▶ **SET EXERCISE**:
Reproduce every one of the following records verbatim, keeping each line unchanged.

──────── INFORMATION SUPPLIED

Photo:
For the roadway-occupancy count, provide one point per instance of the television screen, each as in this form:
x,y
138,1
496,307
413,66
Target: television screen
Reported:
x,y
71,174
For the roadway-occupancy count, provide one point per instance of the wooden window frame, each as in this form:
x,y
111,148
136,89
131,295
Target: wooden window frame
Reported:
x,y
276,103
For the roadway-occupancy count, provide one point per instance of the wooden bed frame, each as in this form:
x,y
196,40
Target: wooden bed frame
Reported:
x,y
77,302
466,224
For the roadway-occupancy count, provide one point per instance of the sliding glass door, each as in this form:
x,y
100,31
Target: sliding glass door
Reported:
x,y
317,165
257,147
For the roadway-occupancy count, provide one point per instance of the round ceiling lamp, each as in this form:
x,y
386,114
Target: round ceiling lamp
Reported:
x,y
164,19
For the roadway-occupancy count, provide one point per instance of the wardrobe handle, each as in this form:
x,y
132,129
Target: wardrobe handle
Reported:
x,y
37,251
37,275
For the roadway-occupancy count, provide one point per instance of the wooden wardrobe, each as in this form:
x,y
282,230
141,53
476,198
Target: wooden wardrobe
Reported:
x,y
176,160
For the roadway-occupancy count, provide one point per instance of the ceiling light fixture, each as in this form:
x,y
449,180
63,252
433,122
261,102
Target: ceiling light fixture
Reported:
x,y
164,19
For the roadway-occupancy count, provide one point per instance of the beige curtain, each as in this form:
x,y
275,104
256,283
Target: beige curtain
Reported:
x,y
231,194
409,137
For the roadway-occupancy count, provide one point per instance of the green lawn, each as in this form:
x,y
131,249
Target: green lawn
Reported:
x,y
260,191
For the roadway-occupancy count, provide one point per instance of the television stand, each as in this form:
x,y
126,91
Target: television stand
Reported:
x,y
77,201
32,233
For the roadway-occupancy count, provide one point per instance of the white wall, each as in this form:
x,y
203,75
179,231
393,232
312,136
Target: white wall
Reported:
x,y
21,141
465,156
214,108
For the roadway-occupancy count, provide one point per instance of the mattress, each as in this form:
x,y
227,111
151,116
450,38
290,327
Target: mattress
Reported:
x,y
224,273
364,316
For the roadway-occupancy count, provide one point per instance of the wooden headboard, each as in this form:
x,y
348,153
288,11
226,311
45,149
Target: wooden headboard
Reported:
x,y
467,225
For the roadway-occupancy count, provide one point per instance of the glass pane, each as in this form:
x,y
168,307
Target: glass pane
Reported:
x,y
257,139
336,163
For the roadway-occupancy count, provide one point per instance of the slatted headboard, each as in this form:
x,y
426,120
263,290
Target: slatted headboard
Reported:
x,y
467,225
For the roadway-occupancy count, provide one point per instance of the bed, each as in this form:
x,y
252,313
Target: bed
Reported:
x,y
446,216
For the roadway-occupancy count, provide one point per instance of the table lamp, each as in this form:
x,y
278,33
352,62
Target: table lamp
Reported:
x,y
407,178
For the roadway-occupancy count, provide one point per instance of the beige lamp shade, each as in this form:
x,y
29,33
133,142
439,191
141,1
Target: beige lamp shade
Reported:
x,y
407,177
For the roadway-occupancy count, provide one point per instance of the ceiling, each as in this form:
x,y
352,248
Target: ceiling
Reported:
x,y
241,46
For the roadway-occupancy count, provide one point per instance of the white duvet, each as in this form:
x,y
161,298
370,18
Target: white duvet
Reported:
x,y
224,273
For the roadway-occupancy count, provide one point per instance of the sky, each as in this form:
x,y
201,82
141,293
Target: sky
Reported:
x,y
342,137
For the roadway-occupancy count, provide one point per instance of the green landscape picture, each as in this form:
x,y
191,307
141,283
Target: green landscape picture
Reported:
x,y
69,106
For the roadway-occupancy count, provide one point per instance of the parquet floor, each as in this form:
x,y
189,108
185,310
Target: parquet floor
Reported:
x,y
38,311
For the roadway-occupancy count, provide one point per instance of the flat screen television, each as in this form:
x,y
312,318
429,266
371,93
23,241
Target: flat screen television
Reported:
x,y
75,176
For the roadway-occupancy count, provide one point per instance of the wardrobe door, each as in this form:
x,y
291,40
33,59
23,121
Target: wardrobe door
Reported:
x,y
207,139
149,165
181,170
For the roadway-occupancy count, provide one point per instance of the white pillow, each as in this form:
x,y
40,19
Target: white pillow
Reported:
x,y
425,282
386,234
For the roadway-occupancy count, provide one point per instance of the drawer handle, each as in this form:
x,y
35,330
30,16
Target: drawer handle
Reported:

────────────────

▶ **SOLUTION FOR THIS EXERCISE**:
Photo:
For the roadway-occupancy count, provide one point per instance of the television screen, each as in this form:
x,y
138,1
496,307
413,66
Target: television screen
Reported:
x,y
71,174
For the roadway-occupancy count, provide one point per instance of the wooden window frame, each as in this form:
x,y
111,148
136,89
131,295
Target: wooden window frame
Reported:
x,y
276,103
For the roadway-occupancy count, provide one point per instance of the wooden bed frame, each as in this form:
x,y
196,40
Target: wooden bed frame
Reported:
x,y
77,302
466,224
For the roadway-occupancy count, provide one point per instance of the sliding glass door, each as in this form:
x,y
100,31
Target: sliding glass door
Reported:
x,y
317,165
257,147
For the roadway-occupancy count, provide one point per instance of the round ceiling lamp, each as in this form:
x,y
386,114
Target: round ceiling lamp
Reported:
x,y
164,19
For the roadway-occupancy count, provide one point per instance of the wardrobe handle, each as in this form:
x,y
132,129
Target: wardrobe handle
Reported:
x,y
37,251
37,275
For the roadway-occupancy count, provide one point per instance of the wooden wardrobe, each as in this form:
x,y
282,230
141,53
476,198
Target: wooden wardrobe
Reported:
x,y
176,160
For the roadway-occupancy count, provide one point per instance of the ceiling light fixture, each as in this form:
x,y
449,180
63,252
433,122
261,102
Target: ceiling light fixture
Reported:
x,y
164,19
For the roadway-occupancy count, provide one point per instance of the beige curtain, each as in this form:
x,y
275,104
256,283
Target: beige curtain
Reported:
x,y
231,194
409,137
For the roadway-occupancy count, provide one point per instance of the green lawn, each as in this form:
x,y
131,249
Target: green lawn
Reported:
x,y
260,191
For the roadway-occupancy count, provide one point per instance of the television stand, each as in this form:
x,y
126,91
Target: television stand
Reported:
x,y
77,201
32,233
For the roadway-occupancy count, provide one point per instance of the white wall, each as in this form:
x,y
203,75
179,231
393,232
312,136
Target: white wall
Reported:
x,y
21,141
465,156
214,108
For the roadway-occupancy count, provide one point per instance of the mattress, each as in this form:
x,y
227,111
151,116
450,38
290,327
Target: mattress
Reported:
x,y
224,273
364,316
For the roadway-occupancy count, provide one point per instance of the wooden headboard, each as in this form:
x,y
348,153
288,11
226,311
45,149
Target: wooden headboard
Reported:
x,y
467,225
For the roadway-occupancy count, provide one point per instance of the glass pane, each as in this form:
x,y
168,307
Target: glass pane
Reported:
x,y
257,139
336,163
For the roadway-occupancy count, provide one point per instance of the slatted headboard, each as in this form:
x,y
426,120
263,290
Target: slatted headboard
Reported:
x,y
467,225
For the roadway-occupancy count, provide one point per instance of the bed, each as in this form:
x,y
252,313
Target: bed
Reported:
x,y
446,216
For the roadway-occupancy count, provide one point per instance of the table lamp, each as in this form:
x,y
278,33
352,62
Target: table lamp
Reported:
x,y
407,178
For the roadway-occupancy count, provide one point per instance of the beige lamp shade, each as in this form:
x,y
29,33
133,142
439,191
141,1
Target: beige lamp shade
Reported:
x,y
407,177
For the roadway-occupancy count, provide one point per instance of the ceiling, each as in this form:
x,y
352,248
Target: ceiling
Reported:
x,y
241,46
For the roadway-occupancy count, provide one point per instance of the white duvet, each as in this form:
x,y
161,298
370,18
Target: white duvet
Reported:
x,y
224,273
For the roadway-occupancy count, provide one point per instance of the sky, each as in this form:
x,y
201,82
141,293
Target: sky
Reported:
x,y
342,137
For the roadway-occupancy count, provide one point per instance of the green landscape picture, each as in this form:
x,y
191,307
141,283
Target: green landscape picture
Reported:
x,y
69,106
For the roadway-occupancy count, provide one point per instance of the parquet floor, each as in this form:
x,y
189,108
185,310
Target: parquet floor
Reported:
x,y
38,311
For the roadway-occupancy count, provide one point per instance of the flat screen television, each as in this form:
x,y
312,318
429,266
371,93
23,241
Target: flat screen television
Reported:
x,y
75,176
For the roadway-occupancy count, provide one point per instance of the wardrobe door, each as in this form:
x,y
291,40
33,59
23,121
Target: wardrobe door
Reported:
x,y
207,139
149,165
181,170
For the roadway-occupancy count, provide one point per instance of the white pillow, each as in this form:
x,y
40,19
Target: white pillow
Reported:
x,y
425,282
386,234
For the roadway-occupancy count, provide one point per instance of the drawer handle, each as in this form:
x,y
35,330
30,16
Target: drawer handle
Reported:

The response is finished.